_Stated task_.
Rewrite everything in the data from the line containing "Target: <item>tree trunk</item>" down to the line containing "[[[139,84],[139,87],[140,87],[141,99],[143,99],[143,83]]]", both included, keeping the request text and the layout samples unchanged. Multiply every coordinate in the answer outlines by 1.2 and round each result to the nearest whole number, with halves rounded up.

_Supplied information_.
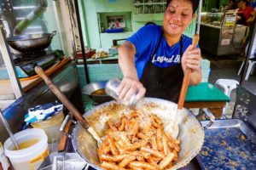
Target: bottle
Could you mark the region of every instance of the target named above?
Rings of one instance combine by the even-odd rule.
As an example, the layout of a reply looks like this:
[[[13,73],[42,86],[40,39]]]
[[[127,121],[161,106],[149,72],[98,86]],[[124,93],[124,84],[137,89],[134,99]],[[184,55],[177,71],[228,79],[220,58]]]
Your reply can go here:
[[[120,83],[121,81],[118,78],[113,78],[109,80],[106,84],[106,88],[105,88],[106,94],[125,105],[134,105],[137,101],[136,94],[133,94],[128,101],[120,99],[117,95],[116,91],[119,88]]]
[[[12,167],[9,162],[9,159],[4,154],[3,147],[2,143],[0,142],[0,169],[2,170],[11,170]]]

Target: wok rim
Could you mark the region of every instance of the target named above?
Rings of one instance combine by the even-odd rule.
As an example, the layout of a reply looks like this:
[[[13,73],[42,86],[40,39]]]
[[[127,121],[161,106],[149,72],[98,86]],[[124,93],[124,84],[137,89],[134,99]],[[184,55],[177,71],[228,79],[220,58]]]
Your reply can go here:
[[[173,104],[176,104],[174,102],[172,102],[172,101],[169,101],[169,100],[166,100],[166,99],[157,99],[157,98],[145,98],[146,100],[150,100],[150,101],[154,101],[154,100],[159,100],[159,101],[162,101],[162,100],[165,100],[165,101],[168,101],[168,102],[171,102],[171,103],[173,103]],[[112,101],[109,101],[109,102],[105,102],[103,104],[101,104],[94,108],[92,108],[91,110],[86,111],[84,113],[83,116],[86,119],[86,117],[88,116],[90,116],[91,114],[91,112],[93,112],[95,110],[97,110],[97,109],[101,109],[106,105],[109,105],[110,104],[113,104],[113,103],[117,103],[116,100],[112,100]],[[177,104],[176,104],[177,105]],[[187,166],[193,158],[195,158],[198,153],[200,152],[200,150],[201,150],[202,146],[203,146],[203,144],[204,144],[204,140],[205,140],[205,133],[204,133],[204,128],[201,123],[201,122],[196,118],[196,116],[191,113],[191,111],[189,111],[188,109],[186,108],[183,108],[183,110],[187,110],[186,111],[186,115],[187,116],[193,116],[196,122],[199,123],[200,127],[201,127],[201,132],[203,133],[203,136],[202,136],[202,140],[201,141],[201,143],[199,144],[199,146],[197,150],[192,155],[192,156],[190,156],[190,158],[188,158],[187,160],[185,160],[185,162],[180,163],[180,164],[176,164],[174,165],[173,167],[172,167],[171,168],[169,168],[170,170],[172,170],[172,169],[178,169],[178,168],[181,168],[181,167],[183,167],[185,166]],[[81,153],[81,151],[79,150],[79,144],[78,144],[78,140],[76,140],[77,139],[75,137],[78,137],[76,136],[75,134],[78,133],[77,131],[79,131],[80,128],[81,128],[81,125],[79,123],[78,123],[74,128],[72,130],[72,144],[73,144],[73,150],[76,151],[76,153],[78,153],[79,155],[79,156],[86,162],[88,163],[90,167],[96,168],[96,169],[99,169],[99,170],[104,170],[102,167],[99,167],[99,166],[96,166],[95,164],[92,164],[90,162],[90,161],[84,156],[83,153]],[[168,169],[168,170],[169,170]]]
[[[26,34],[21,36],[12,36],[7,38],[8,42],[17,42],[17,41],[27,41],[27,40],[36,40],[48,37],[51,33],[40,33],[40,34]],[[29,37],[30,36],[38,36],[41,37]],[[19,38],[19,39],[18,39]]]

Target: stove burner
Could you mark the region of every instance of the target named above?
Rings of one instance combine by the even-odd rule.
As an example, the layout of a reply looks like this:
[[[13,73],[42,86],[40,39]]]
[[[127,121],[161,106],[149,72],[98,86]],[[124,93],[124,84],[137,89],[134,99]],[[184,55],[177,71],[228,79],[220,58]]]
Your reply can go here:
[[[33,60],[36,58],[45,56],[46,54],[50,54],[50,53],[52,53],[52,51],[45,51],[45,50],[37,51],[34,53],[21,53],[21,54],[13,54],[13,58],[14,58],[14,60],[23,59],[23,58],[24,59],[26,58],[27,60],[29,60],[29,59]]]

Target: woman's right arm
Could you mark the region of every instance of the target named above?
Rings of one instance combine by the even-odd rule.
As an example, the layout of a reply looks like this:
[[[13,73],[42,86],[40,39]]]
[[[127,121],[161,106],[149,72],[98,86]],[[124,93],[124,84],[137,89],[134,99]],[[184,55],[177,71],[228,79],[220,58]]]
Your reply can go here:
[[[143,98],[146,93],[143,85],[139,82],[135,67],[135,46],[126,41],[119,50],[119,64],[123,72],[123,80],[117,90],[119,99],[129,100],[131,96],[137,94],[137,99]]]

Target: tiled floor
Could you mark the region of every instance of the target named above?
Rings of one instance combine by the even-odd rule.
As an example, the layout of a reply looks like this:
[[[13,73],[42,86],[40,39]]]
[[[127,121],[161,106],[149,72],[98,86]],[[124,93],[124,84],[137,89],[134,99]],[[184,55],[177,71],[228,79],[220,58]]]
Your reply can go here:
[[[236,57],[218,57],[217,60],[208,54],[203,54],[203,57],[211,61],[211,72],[208,82],[214,84],[219,78],[235,79],[241,82],[241,75],[237,76],[237,72],[244,58]],[[256,70],[256,69],[255,69]],[[247,81],[242,81],[242,86],[256,95],[256,74],[250,76]],[[226,116],[230,118],[233,114],[236,102],[236,90],[230,94],[231,101],[229,103],[229,109]]]

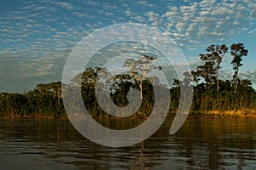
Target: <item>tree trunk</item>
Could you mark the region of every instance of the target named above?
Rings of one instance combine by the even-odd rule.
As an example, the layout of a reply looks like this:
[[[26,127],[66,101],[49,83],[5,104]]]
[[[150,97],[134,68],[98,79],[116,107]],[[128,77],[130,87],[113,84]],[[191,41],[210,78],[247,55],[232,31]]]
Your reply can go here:
[[[139,84],[139,87],[140,87],[141,99],[143,99],[143,83]]]

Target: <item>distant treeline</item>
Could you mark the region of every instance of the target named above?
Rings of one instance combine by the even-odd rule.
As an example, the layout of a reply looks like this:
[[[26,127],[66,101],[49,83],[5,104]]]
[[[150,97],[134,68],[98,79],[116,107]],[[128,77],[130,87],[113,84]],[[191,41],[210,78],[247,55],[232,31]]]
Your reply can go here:
[[[204,65],[199,65],[191,72],[184,72],[183,80],[174,79],[172,88],[160,85],[157,77],[152,77],[151,81],[154,80],[161,88],[168,88],[170,92],[170,116],[177,110],[182,86],[187,87],[186,89],[189,90],[192,90],[189,87],[194,88],[191,114],[201,114],[207,110],[224,113],[225,110],[253,110],[256,105],[256,93],[252,88],[251,81],[241,80],[238,76],[239,69],[242,66],[242,57],[247,56],[248,52],[244,45],[232,44],[230,48],[230,53],[233,57],[231,65],[234,74],[228,80],[219,79],[218,71],[223,58],[229,53],[229,48],[225,44],[210,45],[206,52],[207,54],[200,54]],[[131,88],[141,92],[143,102],[140,109],[135,113],[137,117],[148,116],[155,102],[153,86],[145,76],[153,69],[161,70],[161,67],[154,66],[152,62],[154,60],[157,59],[146,55],[137,60],[127,59],[124,66],[129,67],[130,71],[116,76],[111,82],[109,81],[108,82],[111,85],[108,88],[112,100],[120,107],[128,105],[127,93]],[[72,80],[74,84],[81,85],[85,107],[94,117],[108,116],[108,113],[104,112],[97,103],[95,93],[97,75],[102,71],[107,75],[109,74],[104,68],[87,68]],[[169,105],[164,99],[158,102],[161,105]],[[66,116],[61,98],[61,82],[38,84],[35,89],[23,94],[0,94],[0,116],[55,117]]]

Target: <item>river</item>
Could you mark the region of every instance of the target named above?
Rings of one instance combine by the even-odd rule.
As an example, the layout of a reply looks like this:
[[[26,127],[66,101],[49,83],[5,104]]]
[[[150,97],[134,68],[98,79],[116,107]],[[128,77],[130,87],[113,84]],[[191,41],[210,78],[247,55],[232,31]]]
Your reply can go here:
[[[0,120],[0,169],[256,169],[256,119],[187,120],[174,135],[171,123],[140,144],[110,148],[68,120]]]

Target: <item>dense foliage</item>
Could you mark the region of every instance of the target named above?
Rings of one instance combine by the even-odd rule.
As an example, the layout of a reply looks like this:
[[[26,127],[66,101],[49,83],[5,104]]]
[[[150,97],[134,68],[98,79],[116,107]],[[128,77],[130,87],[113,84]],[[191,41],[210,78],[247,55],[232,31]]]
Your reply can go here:
[[[174,114],[177,110],[181,99],[181,86],[194,87],[191,113],[205,113],[207,110],[224,113],[225,110],[253,110],[256,105],[256,94],[252,88],[251,81],[241,80],[238,76],[239,69],[242,66],[242,57],[247,54],[247,50],[245,49],[243,44],[237,43],[230,46],[230,55],[233,57],[230,64],[234,69],[234,75],[227,80],[219,79],[218,71],[221,69],[220,64],[223,58],[229,51],[228,47],[225,44],[211,45],[206,51],[207,54],[200,54],[200,59],[204,61],[204,65],[199,65],[196,71],[191,73],[184,72],[184,79],[174,79],[173,86],[168,88],[171,94],[169,114]],[[120,107],[128,105],[127,93],[131,88],[140,91],[143,102],[135,114],[137,117],[148,116],[154,105],[154,88],[149,80],[145,78],[145,74],[150,71],[148,68],[161,69],[151,65],[152,60],[156,58],[143,57],[148,60],[126,60],[124,66],[130,66],[131,71],[116,76],[110,83],[112,100]],[[148,70],[142,70],[145,65],[148,65]],[[136,66],[137,68],[135,68]],[[139,74],[136,69],[141,69],[140,71],[143,73]],[[95,91],[96,78],[102,71],[102,68],[87,68],[85,71],[72,80],[74,83],[81,84],[84,105],[95,117],[108,116],[108,114],[98,105]],[[107,75],[108,74],[108,71],[104,71]],[[82,77],[82,81],[79,77]],[[160,84],[157,77],[151,77],[151,81]],[[163,85],[160,86],[162,88],[167,88]],[[161,105],[168,105],[164,99],[159,102],[161,102]],[[27,93],[0,94],[0,116],[53,116],[60,117],[65,115],[60,82],[38,84],[35,89]]]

_Solution for this task_.
Target: <item>tree trunk</item>
Could you mark the region of every instance of the target named above?
Rings of one instance combine by the even-odd rule.
As an example, the layout of a reply looks like this:
[[[26,127],[66,101],[49,83],[5,104]]]
[[[150,97],[134,68],[98,79],[116,107]],[[128,77],[130,87],[113,84]],[[191,41],[210,78],[247,55],[232,31]]]
Your reply can go here:
[[[167,101],[167,104],[168,104],[169,119],[172,119],[172,100]]]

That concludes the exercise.